## Passage
_ _ _ _ _

Research Statement
Artificial intelligence (AI) and statistics are two of the most transformative forces shaping modern data science. AI offers unprecedented power to extract patterns, generate realistic data, and model complex systems, while statistics provides the theoretical rigor and principled frameworks necessary for trustworthy, interpretable, and reproducible scientific discovery. The research interests in my lab lie at the intersection of these two fields, developing AI-powered methodologies that decipher the complex relationships hidden within massive biomedical datasets with the principled rigor of statistical science. Through this interdisciplinary research agenda, our lab aims at tackling fundamental challenges in computational biology and biomedical informatics.
Our overarching research goal in our lab is to create next-generation computational frameworks that are computationally efficient, theoretically sound, and powered by advances in generative AI. To this end, we have been developing novel frameworks to address challenges in high-dimensional data analysis, causal inference, and Bayesian computation, with a strong focus on impactful applications in computational biology. We work with diverse and complex datasets, from multiomics, pharmacogenomics to large-scale clinical data, to address pressing questions in biomedicine.

_ _ _ _ _

## Data under study

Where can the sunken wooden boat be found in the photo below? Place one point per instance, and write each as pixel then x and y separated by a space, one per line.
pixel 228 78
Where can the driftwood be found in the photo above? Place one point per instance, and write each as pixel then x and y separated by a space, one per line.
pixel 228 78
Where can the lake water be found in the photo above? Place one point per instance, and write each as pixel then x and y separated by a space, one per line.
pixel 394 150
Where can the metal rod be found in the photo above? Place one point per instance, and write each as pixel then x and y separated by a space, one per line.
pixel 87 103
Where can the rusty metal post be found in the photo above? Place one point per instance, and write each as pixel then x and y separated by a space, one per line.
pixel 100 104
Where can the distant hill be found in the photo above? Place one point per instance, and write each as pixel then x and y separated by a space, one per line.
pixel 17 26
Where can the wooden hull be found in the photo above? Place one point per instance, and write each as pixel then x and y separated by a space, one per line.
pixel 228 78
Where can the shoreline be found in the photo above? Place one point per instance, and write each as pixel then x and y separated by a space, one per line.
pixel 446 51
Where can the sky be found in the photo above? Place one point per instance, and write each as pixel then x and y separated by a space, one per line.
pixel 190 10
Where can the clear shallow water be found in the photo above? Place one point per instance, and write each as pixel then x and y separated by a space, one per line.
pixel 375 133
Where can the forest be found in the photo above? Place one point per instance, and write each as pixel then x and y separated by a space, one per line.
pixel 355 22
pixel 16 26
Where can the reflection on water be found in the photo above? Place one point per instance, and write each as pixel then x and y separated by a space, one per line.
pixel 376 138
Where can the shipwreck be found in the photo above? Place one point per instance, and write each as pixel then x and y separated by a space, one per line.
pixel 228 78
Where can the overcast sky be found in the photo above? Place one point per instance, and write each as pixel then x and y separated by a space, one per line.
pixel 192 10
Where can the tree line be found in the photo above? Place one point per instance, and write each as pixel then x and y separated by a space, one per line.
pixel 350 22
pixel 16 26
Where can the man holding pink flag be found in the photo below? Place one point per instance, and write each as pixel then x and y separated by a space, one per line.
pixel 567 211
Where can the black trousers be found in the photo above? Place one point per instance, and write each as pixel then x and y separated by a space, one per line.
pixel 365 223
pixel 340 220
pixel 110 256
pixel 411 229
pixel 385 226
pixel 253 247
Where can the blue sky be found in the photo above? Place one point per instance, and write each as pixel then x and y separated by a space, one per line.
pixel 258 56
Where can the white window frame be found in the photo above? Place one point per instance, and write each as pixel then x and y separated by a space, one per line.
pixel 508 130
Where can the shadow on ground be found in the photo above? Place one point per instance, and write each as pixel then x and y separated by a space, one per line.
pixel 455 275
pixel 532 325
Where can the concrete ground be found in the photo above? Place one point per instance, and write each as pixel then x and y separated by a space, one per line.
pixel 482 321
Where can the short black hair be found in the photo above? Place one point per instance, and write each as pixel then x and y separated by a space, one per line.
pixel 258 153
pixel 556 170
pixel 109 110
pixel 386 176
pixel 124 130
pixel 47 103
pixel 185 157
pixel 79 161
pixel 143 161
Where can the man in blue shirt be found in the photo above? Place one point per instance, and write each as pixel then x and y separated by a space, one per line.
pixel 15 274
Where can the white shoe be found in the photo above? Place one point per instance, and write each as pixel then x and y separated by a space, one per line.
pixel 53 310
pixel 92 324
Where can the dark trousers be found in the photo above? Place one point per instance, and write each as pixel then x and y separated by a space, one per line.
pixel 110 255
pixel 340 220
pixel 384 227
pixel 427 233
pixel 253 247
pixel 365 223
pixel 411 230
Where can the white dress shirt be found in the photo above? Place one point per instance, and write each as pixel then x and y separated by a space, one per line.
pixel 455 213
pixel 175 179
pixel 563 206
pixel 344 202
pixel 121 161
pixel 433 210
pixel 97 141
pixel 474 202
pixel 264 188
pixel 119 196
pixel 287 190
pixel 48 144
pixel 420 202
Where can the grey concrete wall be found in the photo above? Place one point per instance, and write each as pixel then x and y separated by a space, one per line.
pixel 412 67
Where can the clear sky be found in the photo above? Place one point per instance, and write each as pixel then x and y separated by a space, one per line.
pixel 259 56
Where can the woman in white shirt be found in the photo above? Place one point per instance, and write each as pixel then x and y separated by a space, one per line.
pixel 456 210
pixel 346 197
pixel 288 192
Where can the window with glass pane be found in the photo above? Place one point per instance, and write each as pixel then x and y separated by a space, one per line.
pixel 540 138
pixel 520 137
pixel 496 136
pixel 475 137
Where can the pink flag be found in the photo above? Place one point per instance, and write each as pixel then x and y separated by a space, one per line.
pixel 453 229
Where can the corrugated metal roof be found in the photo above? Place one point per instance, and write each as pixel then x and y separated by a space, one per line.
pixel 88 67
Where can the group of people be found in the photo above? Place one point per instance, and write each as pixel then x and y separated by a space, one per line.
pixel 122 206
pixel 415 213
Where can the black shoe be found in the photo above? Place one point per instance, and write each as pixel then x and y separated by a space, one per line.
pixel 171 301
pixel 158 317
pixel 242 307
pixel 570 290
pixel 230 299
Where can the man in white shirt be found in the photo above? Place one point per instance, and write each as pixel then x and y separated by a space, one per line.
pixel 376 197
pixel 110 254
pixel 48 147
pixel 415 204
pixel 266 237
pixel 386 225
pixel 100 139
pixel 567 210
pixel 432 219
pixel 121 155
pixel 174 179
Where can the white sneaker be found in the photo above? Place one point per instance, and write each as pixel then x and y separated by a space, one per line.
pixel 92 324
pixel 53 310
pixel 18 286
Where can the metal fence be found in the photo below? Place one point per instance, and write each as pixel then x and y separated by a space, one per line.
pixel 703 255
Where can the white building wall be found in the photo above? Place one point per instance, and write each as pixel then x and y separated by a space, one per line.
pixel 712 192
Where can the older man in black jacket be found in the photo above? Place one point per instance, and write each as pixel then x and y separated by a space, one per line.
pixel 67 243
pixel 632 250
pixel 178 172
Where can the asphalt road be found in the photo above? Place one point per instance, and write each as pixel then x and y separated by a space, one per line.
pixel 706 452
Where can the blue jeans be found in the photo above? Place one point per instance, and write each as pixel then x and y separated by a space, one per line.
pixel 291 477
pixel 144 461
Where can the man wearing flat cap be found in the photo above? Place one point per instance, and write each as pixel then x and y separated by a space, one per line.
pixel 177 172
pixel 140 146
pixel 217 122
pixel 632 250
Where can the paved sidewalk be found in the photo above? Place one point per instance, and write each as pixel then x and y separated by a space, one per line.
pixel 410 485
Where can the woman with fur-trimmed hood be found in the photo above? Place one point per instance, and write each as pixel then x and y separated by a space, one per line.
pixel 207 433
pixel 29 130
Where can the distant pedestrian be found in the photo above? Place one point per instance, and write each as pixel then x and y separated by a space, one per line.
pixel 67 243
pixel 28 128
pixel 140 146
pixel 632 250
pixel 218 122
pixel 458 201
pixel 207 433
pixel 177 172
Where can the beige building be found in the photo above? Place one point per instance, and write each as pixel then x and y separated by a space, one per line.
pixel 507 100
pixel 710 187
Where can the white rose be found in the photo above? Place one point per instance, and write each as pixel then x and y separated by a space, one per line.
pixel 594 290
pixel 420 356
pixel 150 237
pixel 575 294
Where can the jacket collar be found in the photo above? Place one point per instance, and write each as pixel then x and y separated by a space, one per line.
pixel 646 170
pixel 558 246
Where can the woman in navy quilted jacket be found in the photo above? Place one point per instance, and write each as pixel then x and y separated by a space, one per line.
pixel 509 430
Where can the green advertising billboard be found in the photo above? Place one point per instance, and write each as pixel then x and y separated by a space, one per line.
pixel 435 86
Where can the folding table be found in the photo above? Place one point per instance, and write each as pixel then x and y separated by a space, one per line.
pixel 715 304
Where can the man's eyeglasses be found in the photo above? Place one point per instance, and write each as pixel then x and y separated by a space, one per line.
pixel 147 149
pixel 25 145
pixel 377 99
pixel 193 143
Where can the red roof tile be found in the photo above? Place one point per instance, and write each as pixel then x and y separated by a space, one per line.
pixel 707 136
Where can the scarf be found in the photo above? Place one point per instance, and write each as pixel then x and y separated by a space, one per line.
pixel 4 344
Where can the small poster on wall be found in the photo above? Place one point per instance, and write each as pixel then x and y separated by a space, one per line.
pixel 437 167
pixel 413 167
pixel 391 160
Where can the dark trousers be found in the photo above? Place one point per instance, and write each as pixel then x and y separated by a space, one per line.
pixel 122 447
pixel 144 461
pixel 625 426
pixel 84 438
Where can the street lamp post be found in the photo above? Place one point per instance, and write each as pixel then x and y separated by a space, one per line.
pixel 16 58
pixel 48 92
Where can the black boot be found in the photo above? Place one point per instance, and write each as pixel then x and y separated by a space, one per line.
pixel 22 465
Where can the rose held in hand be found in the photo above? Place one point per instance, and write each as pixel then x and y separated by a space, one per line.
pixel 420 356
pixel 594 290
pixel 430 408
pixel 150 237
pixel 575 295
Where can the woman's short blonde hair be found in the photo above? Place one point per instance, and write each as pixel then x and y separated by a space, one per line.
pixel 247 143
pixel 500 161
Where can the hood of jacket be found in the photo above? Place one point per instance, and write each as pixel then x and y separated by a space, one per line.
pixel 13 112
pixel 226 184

_ _ _ _ _

## Work required
Name every kind of dataset that the research statement says the lab works with.

## Task response
- Multiomics
- Pharmacogenomics
- Large-scale clinical data